**Exercise brief**
Please collect each line from the entries below that contains the word "rusty".
-------
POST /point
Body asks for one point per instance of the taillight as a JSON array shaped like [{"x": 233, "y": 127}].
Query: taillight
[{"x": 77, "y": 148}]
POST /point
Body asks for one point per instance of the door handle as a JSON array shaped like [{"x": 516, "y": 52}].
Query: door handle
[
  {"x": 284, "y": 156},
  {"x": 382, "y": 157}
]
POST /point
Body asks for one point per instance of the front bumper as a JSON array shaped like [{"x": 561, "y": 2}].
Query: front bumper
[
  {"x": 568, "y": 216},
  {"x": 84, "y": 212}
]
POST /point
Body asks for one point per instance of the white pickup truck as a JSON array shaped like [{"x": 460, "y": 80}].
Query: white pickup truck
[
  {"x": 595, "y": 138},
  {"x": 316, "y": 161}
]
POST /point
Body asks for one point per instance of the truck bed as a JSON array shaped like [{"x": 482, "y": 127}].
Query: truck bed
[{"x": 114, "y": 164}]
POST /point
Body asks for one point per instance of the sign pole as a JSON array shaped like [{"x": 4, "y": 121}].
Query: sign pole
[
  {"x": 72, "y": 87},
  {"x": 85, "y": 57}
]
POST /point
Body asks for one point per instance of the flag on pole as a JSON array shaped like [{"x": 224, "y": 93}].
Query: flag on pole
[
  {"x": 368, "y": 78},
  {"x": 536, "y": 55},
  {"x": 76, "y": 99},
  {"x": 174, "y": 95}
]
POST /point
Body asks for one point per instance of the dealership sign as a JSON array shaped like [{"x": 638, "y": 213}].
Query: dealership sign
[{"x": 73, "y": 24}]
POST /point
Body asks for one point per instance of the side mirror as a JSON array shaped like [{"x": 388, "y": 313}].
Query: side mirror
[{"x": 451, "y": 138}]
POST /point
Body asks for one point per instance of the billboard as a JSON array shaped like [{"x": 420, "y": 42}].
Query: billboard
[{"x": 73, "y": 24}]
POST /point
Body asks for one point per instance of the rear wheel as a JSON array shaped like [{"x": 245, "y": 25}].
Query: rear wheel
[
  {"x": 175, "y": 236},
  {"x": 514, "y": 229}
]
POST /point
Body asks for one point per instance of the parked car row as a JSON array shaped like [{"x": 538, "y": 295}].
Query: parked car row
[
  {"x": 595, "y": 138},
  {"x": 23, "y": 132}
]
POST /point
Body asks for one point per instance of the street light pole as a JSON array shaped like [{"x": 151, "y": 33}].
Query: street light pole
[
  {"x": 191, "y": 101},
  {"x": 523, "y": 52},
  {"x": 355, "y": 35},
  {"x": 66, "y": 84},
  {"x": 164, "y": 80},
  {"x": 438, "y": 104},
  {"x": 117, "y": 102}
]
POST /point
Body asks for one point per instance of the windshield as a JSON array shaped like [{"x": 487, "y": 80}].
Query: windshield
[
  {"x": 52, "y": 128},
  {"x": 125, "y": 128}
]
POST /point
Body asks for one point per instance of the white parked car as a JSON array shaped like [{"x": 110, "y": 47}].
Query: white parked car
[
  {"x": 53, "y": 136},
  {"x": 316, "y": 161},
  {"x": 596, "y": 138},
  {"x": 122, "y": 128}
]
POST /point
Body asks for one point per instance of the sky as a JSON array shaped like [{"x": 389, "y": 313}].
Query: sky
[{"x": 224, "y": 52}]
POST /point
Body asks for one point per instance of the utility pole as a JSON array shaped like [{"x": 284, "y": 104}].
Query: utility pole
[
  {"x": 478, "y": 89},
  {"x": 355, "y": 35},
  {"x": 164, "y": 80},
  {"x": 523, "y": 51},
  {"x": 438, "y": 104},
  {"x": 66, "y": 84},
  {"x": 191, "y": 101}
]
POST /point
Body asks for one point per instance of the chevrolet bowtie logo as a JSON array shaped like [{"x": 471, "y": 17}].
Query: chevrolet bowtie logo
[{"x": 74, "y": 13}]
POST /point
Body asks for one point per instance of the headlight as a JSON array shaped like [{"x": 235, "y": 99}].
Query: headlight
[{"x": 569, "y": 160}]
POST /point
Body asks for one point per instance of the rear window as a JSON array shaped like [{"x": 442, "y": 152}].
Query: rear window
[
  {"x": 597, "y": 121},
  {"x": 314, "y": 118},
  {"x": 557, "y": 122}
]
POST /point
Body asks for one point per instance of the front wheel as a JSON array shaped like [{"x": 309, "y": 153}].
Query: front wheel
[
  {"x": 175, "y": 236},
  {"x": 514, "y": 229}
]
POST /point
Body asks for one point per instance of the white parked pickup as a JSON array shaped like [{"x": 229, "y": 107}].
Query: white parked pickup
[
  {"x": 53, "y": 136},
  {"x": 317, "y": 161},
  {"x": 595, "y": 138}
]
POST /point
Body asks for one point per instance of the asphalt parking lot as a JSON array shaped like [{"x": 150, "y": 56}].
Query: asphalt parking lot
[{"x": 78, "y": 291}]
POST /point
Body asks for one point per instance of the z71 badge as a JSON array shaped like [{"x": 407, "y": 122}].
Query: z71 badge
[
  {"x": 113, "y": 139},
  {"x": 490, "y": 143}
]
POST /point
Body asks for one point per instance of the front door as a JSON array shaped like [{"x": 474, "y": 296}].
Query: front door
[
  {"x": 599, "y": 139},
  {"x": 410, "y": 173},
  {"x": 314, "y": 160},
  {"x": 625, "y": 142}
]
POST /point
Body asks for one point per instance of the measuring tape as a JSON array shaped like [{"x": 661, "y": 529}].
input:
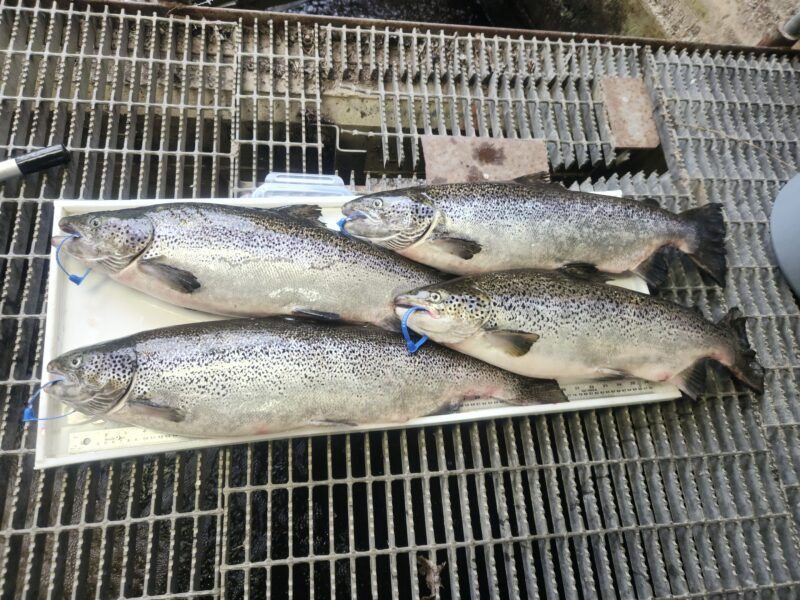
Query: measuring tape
[{"x": 116, "y": 437}]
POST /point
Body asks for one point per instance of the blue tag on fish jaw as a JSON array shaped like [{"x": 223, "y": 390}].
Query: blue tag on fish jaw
[
  {"x": 29, "y": 416},
  {"x": 410, "y": 343},
  {"x": 76, "y": 279}
]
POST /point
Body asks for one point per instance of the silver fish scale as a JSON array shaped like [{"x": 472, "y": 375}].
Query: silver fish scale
[{"x": 679, "y": 499}]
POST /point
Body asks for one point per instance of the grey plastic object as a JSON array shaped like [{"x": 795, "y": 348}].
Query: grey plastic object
[
  {"x": 300, "y": 184},
  {"x": 784, "y": 225}
]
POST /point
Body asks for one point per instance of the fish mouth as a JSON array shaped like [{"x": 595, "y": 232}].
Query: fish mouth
[
  {"x": 402, "y": 305},
  {"x": 67, "y": 227}
]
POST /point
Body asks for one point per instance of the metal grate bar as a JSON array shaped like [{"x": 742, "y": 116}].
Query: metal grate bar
[{"x": 680, "y": 499}]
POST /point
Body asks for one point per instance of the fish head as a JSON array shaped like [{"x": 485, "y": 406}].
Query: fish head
[
  {"x": 110, "y": 239},
  {"x": 448, "y": 313},
  {"x": 391, "y": 219},
  {"x": 94, "y": 380}
]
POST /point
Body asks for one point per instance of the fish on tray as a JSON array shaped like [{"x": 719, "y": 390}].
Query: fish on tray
[
  {"x": 468, "y": 228},
  {"x": 569, "y": 325},
  {"x": 253, "y": 376},
  {"x": 238, "y": 261}
]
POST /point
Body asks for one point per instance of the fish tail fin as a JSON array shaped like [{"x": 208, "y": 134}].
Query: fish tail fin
[
  {"x": 707, "y": 246},
  {"x": 654, "y": 270},
  {"x": 745, "y": 367},
  {"x": 539, "y": 391}
]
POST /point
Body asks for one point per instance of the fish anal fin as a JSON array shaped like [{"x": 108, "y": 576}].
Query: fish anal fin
[
  {"x": 534, "y": 178},
  {"x": 609, "y": 374},
  {"x": 585, "y": 271},
  {"x": 513, "y": 343},
  {"x": 464, "y": 249},
  {"x": 745, "y": 366},
  {"x": 319, "y": 315},
  {"x": 543, "y": 391},
  {"x": 175, "y": 278},
  {"x": 154, "y": 410}
]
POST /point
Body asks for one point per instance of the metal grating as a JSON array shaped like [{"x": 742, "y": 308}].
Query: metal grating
[{"x": 679, "y": 499}]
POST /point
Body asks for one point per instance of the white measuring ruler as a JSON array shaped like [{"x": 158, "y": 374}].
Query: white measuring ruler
[
  {"x": 632, "y": 390},
  {"x": 116, "y": 437}
]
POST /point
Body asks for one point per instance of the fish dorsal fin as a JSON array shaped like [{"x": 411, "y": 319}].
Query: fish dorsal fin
[
  {"x": 302, "y": 212},
  {"x": 513, "y": 343},
  {"x": 318, "y": 315},
  {"x": 155, "y": 410},
  {"x": 586, "y": 271},
  {"x": 534, "y": 178},
  {"x": 464, "y": 249}
]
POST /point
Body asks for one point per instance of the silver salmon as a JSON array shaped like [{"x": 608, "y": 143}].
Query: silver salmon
[
  {"x": 254, "y": 376},
  {"x": 564, "y": 326},
  {"x": 468, "y": 228},
  {"x": 235, "y": 261}
]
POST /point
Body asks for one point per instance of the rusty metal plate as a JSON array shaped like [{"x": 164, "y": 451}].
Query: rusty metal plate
[
  {"x": 630, "y": 112},
  {"x": 450, "y": 159}
]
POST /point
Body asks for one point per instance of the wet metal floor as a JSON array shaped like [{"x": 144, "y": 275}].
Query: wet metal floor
[{"x": 680, "y": 499}]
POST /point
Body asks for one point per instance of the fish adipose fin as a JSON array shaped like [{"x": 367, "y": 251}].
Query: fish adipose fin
[
  {"x": 692, "y": 381},
  {"x": 157, "y": 411},
  {"x": 173, "y": 277},
  {"x": 585, "y": 271},
  {"x": 707, "y": 249},
  {"x": 655, "y": 269},
  {"x": 534, "y": 178},
  {"x": 331, "y": 423},
  {"x": 465, "y": 249},
  {"x": 319, "y": 315},
  {"x": 449, "y": 407},
  {"x": 514, "y": 343},
  {"x": 745, "y": 366},
  {"x": 303, "y": 212}
]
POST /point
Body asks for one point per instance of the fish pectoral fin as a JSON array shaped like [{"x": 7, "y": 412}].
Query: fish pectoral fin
[
  {"x": 650, "y": 202},
  {"x": 586, "y": 271},
  {"x": 157, "y": 411},
  {"x": 693, "y": 380},
  {"x": 319, "y": 315},
  {"x": 331, "y": 423},
  {"x": 303, "y": 212},
  {"x": 534, "y": 178},
  {"x": 461, "y": 248},
  {"x": 514, "y": 343},
  {"x": 177, "y": 279}
]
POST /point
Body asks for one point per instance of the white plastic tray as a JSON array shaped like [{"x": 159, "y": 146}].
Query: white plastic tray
-------
**Final answer**
Body asks for one point per instance of the rusty metal plate as a JSON array shaped like [{"x": 164, "y": 451}].
Query: rusty metal plate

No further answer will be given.